### [TASK PROMPT]
Please lay out the records below as a Markdown table with two columns, Row and Line. Number each line in order and omit any blank lines.

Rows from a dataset
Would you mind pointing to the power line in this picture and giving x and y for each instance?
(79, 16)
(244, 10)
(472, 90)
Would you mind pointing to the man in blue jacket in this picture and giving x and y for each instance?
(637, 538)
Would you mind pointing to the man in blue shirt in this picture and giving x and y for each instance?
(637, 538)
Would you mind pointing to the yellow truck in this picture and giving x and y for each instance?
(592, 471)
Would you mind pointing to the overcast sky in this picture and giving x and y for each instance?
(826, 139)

### [COMPLETED TASK]
| Row | Line |
|---|---|
| 1 | Would you mind pointing to the power line in this picture and giving x and y for each instance? |
| 2 | (79, 16) |
| 3 | (244, 10) |
| 4 | (472, 90) |
| 5 | Would you mind pointing to the man in blue jacket in this picture and giving x and y for each instance? |
| 6 | (637, 538) |
| 7 | Would you mind pointing to the man in blue shirt in this picture and giving x and y for each instance? |
| 8 | (637, 538) |
| 9 | Would you mind pointing to the yellow truck in this picture and giving x and y for each instance? |
| 10 | (592, 471) |
| 11 | Would you mind pointing to the overcast sky in this picture and giving x and y for each instance? |
| 12 | (826, 139) |